[Referring expression pointing data]
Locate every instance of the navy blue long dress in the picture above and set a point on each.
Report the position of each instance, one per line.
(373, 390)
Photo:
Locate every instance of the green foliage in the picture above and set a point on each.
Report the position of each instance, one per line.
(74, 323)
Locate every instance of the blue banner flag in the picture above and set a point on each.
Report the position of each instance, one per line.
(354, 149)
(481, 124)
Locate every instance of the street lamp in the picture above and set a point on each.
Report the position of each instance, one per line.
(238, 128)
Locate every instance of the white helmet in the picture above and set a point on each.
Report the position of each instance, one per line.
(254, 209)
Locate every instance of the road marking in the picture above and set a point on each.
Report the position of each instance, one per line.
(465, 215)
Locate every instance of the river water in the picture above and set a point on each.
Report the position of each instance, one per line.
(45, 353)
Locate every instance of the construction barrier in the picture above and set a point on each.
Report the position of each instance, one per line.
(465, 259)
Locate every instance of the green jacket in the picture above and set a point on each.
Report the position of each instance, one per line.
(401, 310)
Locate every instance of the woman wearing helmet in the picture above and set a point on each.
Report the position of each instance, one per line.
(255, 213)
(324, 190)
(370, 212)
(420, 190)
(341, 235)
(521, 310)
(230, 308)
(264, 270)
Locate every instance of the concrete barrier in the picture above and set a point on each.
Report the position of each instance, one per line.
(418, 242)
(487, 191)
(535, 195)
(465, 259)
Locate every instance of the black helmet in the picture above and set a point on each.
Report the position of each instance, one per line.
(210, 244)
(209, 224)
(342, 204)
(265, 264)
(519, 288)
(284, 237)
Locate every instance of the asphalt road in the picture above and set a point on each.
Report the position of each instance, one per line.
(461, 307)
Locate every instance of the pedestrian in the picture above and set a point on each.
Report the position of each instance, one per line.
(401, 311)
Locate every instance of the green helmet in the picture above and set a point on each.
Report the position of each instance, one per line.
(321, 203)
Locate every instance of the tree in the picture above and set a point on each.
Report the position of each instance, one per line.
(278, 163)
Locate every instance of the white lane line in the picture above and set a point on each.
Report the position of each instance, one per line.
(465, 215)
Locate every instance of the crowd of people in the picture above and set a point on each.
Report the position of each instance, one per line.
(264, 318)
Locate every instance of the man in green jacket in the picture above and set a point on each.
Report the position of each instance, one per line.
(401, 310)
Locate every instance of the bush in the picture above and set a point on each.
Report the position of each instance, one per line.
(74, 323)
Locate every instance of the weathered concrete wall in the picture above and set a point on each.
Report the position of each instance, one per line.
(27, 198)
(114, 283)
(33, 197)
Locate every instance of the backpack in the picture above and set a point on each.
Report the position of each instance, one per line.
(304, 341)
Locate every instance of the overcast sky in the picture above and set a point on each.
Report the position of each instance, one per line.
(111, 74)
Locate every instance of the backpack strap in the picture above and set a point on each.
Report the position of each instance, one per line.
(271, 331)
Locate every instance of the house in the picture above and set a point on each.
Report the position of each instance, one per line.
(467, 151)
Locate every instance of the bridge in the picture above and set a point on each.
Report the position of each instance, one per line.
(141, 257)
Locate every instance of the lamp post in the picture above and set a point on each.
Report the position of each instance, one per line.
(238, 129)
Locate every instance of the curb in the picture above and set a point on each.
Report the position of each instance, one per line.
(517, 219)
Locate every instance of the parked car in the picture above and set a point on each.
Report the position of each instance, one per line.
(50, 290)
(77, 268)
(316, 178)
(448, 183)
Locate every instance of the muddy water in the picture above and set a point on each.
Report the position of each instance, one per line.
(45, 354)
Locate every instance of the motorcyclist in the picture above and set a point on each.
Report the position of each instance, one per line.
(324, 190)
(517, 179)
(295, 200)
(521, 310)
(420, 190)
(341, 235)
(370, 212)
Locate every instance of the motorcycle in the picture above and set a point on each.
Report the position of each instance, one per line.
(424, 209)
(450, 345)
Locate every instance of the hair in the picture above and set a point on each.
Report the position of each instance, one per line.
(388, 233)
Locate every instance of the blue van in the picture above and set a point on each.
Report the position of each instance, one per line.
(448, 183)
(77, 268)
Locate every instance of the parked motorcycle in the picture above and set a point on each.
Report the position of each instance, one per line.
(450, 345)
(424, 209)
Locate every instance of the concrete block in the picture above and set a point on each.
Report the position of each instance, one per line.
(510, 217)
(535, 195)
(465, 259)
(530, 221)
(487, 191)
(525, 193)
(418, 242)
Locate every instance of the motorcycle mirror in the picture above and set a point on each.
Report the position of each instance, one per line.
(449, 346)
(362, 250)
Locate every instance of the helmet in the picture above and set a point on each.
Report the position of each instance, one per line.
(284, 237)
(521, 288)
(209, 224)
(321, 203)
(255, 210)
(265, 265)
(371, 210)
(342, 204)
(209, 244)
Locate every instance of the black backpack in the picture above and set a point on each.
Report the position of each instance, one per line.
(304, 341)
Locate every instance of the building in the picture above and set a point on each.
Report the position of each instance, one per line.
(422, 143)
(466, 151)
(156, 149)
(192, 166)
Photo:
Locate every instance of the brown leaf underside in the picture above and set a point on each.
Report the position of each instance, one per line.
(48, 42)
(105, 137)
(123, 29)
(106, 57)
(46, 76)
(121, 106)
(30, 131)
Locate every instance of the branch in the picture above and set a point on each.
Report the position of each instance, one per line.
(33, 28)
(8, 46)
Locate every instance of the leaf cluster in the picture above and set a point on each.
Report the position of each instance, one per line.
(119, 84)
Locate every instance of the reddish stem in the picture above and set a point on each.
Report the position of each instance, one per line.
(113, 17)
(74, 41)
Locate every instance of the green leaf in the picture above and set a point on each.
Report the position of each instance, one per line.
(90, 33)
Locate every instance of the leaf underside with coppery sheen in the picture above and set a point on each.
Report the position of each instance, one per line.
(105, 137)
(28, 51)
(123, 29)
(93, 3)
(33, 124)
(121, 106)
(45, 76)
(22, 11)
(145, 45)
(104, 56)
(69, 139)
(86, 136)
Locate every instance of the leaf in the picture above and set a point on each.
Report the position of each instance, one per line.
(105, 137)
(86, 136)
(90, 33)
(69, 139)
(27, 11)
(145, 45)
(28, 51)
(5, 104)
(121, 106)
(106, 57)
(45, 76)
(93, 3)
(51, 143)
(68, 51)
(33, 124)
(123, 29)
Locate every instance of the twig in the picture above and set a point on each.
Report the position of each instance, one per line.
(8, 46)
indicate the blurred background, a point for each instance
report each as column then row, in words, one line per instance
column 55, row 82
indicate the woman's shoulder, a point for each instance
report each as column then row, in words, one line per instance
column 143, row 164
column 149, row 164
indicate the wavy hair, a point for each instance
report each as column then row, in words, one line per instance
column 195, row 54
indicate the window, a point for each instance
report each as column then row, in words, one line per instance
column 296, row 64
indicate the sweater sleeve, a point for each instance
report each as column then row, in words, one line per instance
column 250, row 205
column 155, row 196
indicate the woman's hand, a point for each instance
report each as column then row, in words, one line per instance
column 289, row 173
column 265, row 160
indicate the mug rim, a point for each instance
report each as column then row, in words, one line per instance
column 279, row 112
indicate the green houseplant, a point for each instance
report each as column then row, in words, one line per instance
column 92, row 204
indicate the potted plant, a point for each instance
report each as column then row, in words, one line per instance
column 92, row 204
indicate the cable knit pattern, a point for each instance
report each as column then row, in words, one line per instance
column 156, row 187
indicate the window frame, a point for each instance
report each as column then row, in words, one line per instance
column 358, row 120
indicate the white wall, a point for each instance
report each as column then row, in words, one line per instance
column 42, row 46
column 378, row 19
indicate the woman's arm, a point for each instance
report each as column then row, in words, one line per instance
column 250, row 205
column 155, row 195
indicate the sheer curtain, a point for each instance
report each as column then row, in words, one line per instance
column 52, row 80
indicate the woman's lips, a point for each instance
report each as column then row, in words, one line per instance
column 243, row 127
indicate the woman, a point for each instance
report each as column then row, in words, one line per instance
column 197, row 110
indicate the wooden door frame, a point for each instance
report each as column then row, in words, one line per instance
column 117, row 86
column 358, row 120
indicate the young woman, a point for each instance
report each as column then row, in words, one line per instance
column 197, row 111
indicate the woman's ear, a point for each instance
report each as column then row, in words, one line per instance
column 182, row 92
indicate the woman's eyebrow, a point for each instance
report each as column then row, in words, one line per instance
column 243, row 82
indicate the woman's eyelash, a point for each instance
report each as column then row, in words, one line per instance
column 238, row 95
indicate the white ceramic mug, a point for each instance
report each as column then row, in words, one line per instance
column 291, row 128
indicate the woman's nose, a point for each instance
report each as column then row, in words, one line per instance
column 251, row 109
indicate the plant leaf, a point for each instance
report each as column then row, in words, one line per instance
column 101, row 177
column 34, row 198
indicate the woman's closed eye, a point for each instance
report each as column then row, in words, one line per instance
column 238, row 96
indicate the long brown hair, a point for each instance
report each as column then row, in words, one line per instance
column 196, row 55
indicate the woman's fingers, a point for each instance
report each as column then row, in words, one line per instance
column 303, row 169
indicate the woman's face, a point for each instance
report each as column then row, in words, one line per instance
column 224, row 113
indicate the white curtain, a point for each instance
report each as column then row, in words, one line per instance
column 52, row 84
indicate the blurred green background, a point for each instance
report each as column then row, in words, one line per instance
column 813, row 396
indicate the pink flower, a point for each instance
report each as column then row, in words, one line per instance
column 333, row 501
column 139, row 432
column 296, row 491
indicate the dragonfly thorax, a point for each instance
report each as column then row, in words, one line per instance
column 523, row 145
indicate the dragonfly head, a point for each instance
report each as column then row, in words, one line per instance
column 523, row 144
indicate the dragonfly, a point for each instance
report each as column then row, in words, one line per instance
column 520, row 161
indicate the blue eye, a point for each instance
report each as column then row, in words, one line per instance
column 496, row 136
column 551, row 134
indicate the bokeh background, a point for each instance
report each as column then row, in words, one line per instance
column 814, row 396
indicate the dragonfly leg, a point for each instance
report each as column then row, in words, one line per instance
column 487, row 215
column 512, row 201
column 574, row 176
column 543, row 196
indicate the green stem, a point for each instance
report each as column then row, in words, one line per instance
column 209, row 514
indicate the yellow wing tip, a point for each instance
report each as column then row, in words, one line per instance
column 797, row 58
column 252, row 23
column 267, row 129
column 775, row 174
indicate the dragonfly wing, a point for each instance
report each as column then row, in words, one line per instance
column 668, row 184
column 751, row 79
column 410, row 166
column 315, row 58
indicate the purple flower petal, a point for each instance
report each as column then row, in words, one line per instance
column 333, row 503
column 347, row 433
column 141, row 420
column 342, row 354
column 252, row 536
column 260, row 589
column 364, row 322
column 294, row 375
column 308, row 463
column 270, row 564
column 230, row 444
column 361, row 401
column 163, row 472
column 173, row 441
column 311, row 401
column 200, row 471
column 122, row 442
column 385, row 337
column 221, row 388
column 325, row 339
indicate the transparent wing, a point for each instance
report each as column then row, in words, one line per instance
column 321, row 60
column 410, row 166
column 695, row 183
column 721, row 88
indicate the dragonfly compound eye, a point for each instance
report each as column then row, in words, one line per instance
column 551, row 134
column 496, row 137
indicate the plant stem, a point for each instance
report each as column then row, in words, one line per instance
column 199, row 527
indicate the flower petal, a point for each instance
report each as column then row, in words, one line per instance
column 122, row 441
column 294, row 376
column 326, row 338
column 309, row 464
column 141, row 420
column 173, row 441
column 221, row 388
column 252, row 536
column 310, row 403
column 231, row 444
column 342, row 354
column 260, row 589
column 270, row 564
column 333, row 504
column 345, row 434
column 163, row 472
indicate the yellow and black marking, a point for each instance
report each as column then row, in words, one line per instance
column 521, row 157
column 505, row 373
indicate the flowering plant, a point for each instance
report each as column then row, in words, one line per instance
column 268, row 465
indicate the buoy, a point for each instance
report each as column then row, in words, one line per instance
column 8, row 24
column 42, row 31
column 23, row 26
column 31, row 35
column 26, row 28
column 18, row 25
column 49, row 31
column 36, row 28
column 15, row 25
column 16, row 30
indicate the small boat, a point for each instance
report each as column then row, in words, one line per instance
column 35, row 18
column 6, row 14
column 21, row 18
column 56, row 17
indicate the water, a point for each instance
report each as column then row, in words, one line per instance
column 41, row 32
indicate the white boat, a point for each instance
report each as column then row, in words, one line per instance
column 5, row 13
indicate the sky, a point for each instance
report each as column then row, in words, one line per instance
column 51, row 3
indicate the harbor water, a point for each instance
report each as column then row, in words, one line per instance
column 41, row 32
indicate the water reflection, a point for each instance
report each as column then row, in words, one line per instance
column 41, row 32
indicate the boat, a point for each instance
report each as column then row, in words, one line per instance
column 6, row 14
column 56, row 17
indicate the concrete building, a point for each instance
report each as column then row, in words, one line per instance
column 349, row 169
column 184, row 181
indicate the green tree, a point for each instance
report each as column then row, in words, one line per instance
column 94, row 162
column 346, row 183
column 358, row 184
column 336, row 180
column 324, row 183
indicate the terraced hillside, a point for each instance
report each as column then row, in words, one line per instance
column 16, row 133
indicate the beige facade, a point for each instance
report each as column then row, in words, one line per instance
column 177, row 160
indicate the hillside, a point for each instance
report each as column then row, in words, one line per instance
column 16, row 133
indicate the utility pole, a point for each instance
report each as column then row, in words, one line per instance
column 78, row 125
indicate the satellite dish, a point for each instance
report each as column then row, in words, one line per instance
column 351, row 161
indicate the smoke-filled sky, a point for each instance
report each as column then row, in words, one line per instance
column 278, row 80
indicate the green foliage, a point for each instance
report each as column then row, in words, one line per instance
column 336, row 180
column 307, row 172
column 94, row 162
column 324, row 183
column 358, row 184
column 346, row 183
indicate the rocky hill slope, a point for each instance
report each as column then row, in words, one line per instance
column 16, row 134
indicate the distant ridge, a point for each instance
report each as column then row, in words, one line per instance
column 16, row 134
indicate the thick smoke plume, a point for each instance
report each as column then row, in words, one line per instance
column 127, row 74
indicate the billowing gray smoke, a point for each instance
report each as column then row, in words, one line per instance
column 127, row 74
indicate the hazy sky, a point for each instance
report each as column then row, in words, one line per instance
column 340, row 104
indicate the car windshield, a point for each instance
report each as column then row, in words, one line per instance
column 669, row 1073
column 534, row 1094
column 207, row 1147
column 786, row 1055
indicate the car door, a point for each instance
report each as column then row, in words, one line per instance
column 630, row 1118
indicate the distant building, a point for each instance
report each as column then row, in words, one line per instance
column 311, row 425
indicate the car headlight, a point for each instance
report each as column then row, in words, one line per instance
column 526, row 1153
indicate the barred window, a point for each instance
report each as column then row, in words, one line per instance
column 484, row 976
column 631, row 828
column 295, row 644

• What you are asked to do:
Search the data above for lines holding "hair" and copy each of them.

• Written reply:
Locate every instance of the hair in the picture above and set a point on each.
indicate the wavy hair, a point for each instance
indicate the long brown hair, a point for each instance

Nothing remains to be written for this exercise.